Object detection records
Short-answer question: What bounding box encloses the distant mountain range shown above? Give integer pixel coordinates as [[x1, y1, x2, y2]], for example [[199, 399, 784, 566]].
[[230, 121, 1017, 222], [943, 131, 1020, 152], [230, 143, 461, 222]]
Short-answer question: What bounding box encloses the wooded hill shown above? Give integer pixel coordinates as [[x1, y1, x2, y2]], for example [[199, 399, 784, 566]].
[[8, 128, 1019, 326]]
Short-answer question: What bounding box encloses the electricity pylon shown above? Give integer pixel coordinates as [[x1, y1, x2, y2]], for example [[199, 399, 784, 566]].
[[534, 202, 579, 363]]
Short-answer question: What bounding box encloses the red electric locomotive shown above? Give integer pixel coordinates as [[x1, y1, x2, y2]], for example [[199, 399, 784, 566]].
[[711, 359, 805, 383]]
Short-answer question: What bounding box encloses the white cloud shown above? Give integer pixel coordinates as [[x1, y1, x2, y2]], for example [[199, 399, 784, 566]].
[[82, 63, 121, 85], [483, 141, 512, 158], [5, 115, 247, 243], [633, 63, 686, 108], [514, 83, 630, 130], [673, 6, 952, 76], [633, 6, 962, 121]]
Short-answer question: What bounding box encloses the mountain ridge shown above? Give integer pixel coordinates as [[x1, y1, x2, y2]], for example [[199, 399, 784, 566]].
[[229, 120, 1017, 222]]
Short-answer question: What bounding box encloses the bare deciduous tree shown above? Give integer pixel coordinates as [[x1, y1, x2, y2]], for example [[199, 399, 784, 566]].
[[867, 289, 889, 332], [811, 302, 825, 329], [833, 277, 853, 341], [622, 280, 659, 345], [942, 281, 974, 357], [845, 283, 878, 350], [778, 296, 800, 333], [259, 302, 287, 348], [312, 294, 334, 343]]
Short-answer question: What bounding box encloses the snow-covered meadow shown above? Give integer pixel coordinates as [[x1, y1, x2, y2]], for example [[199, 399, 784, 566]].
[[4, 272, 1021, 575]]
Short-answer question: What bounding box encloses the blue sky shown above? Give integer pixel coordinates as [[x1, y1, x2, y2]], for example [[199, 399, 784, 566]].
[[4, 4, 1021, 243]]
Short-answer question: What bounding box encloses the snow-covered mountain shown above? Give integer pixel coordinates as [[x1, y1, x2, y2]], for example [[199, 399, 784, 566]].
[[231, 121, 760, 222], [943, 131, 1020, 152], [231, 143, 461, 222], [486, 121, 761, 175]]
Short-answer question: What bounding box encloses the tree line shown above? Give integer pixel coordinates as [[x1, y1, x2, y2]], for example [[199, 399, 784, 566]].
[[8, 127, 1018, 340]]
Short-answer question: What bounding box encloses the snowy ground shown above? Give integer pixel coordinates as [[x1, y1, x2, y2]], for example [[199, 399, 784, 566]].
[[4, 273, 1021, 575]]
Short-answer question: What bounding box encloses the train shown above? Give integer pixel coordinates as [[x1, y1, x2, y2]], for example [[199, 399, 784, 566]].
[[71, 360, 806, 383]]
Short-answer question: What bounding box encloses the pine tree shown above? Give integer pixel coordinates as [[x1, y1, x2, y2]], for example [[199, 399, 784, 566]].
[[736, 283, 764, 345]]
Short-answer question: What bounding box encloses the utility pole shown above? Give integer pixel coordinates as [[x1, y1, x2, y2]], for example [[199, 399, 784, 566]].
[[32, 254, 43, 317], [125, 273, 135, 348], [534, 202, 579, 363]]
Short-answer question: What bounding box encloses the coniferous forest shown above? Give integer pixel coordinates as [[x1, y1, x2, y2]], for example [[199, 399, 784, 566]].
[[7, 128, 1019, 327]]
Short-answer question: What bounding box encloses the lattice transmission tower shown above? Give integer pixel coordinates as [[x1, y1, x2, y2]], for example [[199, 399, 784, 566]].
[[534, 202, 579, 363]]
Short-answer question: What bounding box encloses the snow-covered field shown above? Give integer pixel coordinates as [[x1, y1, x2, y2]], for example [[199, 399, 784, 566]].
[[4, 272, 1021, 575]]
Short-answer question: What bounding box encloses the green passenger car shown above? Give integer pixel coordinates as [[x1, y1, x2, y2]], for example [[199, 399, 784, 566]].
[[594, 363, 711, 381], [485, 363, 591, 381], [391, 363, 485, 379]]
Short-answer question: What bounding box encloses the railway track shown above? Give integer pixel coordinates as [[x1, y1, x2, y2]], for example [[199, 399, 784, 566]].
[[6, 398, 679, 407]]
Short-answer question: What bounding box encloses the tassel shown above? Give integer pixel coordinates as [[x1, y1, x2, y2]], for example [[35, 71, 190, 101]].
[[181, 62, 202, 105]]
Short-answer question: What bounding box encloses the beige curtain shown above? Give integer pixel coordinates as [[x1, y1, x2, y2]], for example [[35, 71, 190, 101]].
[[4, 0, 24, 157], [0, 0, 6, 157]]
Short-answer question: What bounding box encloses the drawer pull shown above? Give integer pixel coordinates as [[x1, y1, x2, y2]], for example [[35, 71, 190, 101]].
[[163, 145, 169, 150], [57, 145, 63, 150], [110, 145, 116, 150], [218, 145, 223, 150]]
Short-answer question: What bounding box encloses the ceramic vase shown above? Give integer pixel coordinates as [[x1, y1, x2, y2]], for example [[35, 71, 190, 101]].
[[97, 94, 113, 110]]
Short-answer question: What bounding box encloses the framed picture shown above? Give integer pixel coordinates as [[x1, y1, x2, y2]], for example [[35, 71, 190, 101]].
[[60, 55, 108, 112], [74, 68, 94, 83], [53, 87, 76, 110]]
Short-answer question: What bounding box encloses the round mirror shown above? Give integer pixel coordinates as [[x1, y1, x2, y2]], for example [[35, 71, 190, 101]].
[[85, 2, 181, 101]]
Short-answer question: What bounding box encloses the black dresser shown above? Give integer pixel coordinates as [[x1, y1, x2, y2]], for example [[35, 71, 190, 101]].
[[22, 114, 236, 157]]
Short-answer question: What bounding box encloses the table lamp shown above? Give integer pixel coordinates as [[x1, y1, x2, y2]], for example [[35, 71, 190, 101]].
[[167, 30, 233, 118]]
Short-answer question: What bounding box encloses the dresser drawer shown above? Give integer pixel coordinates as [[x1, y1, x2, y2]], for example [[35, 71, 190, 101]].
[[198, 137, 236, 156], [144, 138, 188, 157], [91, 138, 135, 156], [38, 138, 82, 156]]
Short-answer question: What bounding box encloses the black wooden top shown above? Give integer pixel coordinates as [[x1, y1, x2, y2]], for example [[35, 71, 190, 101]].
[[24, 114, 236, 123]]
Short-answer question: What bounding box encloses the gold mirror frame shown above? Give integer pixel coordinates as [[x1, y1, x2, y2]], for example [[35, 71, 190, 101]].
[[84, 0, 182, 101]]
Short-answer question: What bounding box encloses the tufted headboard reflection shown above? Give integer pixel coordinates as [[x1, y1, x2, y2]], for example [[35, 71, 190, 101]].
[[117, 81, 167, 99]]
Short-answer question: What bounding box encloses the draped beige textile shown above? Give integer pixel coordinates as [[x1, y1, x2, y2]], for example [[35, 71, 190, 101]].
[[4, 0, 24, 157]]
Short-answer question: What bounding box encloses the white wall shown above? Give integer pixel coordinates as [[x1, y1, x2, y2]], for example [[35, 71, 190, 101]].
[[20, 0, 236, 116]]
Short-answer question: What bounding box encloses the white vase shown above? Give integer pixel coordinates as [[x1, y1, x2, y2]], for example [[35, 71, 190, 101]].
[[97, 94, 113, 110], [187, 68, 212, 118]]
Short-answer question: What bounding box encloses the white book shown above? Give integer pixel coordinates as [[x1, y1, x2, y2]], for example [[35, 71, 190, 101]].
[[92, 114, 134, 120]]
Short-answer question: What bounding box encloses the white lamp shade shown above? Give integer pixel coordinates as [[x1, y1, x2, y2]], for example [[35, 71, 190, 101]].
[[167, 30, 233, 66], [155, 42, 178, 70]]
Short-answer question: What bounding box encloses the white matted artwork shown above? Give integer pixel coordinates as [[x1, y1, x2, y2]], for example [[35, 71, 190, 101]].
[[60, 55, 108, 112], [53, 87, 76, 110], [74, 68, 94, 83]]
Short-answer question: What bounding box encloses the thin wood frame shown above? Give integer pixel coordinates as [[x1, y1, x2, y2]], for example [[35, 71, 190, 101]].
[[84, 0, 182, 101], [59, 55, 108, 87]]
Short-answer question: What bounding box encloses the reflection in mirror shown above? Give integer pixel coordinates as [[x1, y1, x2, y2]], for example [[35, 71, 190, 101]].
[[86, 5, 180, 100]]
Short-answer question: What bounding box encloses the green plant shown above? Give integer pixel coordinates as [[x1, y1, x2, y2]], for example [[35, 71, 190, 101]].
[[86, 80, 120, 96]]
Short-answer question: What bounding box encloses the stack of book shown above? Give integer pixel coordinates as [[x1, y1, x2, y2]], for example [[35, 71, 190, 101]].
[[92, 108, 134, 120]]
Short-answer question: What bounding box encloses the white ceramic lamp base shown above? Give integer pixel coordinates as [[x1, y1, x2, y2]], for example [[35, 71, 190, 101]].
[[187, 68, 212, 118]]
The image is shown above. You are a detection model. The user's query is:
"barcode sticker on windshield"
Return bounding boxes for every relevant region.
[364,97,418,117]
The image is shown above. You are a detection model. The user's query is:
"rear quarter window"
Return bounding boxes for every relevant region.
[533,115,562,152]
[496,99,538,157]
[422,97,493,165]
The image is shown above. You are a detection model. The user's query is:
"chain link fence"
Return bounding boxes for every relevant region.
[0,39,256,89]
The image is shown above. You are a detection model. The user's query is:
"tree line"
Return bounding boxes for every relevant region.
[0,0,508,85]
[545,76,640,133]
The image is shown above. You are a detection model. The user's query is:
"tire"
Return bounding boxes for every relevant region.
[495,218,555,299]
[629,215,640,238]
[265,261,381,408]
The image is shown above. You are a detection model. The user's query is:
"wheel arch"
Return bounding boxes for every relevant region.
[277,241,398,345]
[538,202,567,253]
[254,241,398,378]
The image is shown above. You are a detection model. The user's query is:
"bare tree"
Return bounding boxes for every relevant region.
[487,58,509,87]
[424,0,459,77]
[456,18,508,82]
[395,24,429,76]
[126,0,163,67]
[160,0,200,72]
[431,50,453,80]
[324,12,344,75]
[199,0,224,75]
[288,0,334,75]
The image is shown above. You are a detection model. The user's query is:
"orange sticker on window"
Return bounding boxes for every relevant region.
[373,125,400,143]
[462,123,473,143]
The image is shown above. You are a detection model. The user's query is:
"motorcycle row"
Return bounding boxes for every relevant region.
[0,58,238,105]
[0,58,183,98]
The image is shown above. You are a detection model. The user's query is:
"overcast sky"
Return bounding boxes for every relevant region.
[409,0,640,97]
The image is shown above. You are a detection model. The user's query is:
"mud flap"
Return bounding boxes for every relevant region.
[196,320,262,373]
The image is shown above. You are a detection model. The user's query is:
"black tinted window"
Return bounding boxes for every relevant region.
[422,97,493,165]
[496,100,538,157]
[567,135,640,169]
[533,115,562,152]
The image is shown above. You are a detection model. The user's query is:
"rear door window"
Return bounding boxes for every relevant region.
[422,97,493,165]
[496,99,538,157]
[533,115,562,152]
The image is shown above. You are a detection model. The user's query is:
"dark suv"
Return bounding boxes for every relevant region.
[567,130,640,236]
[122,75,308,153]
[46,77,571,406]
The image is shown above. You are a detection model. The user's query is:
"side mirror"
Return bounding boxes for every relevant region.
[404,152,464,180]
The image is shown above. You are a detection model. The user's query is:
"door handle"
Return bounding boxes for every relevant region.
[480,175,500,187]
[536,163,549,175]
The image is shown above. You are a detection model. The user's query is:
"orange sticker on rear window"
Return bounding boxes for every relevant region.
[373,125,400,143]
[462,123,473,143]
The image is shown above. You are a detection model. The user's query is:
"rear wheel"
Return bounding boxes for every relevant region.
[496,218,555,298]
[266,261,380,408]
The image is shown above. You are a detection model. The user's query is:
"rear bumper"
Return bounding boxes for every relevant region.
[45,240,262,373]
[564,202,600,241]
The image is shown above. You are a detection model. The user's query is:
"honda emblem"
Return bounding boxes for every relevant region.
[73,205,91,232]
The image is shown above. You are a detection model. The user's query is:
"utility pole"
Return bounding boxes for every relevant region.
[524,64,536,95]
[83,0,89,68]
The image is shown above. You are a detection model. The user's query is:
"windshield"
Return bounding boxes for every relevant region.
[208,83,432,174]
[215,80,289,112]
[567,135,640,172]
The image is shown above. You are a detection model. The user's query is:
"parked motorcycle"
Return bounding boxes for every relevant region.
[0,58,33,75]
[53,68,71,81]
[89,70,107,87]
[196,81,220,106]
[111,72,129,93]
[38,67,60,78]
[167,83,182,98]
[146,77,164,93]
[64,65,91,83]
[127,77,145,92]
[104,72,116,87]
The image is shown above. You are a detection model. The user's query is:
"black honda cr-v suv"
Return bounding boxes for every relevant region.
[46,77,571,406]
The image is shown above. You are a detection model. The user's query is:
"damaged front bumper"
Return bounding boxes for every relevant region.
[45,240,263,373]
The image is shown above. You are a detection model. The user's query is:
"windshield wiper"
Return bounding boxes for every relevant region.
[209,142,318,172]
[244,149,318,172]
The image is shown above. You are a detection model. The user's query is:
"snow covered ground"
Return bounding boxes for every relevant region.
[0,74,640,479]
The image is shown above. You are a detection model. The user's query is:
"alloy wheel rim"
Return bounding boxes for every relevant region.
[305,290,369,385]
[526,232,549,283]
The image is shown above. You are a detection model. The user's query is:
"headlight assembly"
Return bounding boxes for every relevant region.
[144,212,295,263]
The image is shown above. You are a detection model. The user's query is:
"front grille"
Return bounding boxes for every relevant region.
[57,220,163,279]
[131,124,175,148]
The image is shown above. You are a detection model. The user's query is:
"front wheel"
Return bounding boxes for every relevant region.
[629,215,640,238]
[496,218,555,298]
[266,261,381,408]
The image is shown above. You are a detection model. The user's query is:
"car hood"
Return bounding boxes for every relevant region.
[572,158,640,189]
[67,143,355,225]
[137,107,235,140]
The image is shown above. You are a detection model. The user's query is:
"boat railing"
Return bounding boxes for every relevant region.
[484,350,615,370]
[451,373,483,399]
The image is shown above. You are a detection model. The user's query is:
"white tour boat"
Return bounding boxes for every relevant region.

### WHAT TO PRODUCE:
Print the lines that start with the line containing "Short-answer question: What bounding box encloses the pine" and go on through the line containing "[[6, 398, 679, 407]]", unchanged.

### REPLY TO THE EXERCISE:
Short-answer question: What bounding box encloses the pine tree shown above? Give integer pixel coordinates as [[x1, y1, x2, y2]], for example [[199, 399, 784, 566]].
[[736, 283, 764, 345]]
Short-answer question: What bounding box encloses the utility pole shown above? Give integer pixel coordinates as [[x1, y1, x2, y2]], for example [[199, 399, 784, 566]].
[[32, 254, 43, 317], [125, 273, 135, 348], [534, 202, 579, 363]]
Short-answer question: What bounding box encloses the coniferous forest shown above? Give integer pixel coordinates as [[x1, y1, x2, y2]], for example [[199, 399, 784, 566]].
[[7, 128, 1019, 327]]
Short-answer question: What bounding box encloses the lattice transmission tower shown above? Give integer pixel coordinates as [[x1, y1, x2, y2]], for example [[199, 399, 784, 566]].
[[534, 202, 579, 363]]
Short-answer question: What bounding box encloses the snow-covered field shown above? Give integer pixel coordinates as [[x1, y1, x2, y2]], for example [[199, 399, 784, 566]].
[[4, 272, 1021, 575]]
Short-answer question: What bounding box encloses the green passenger car shown above? Give integer pixel coordinates as [[x1, y1, x2, y2]], for example [[199, 399, 784, 566]].
[[594, 363, 711, 381], [485, 363, 591, 381], [391, 363, 485, 379]]
Short-answer question: What bounding box encloses the railway track shown above? Give integer pixel coordinates as [[x1, y1, x2, y2]], for example [[199, 399, 784, 566]].
[[6, 398, 679, 407]]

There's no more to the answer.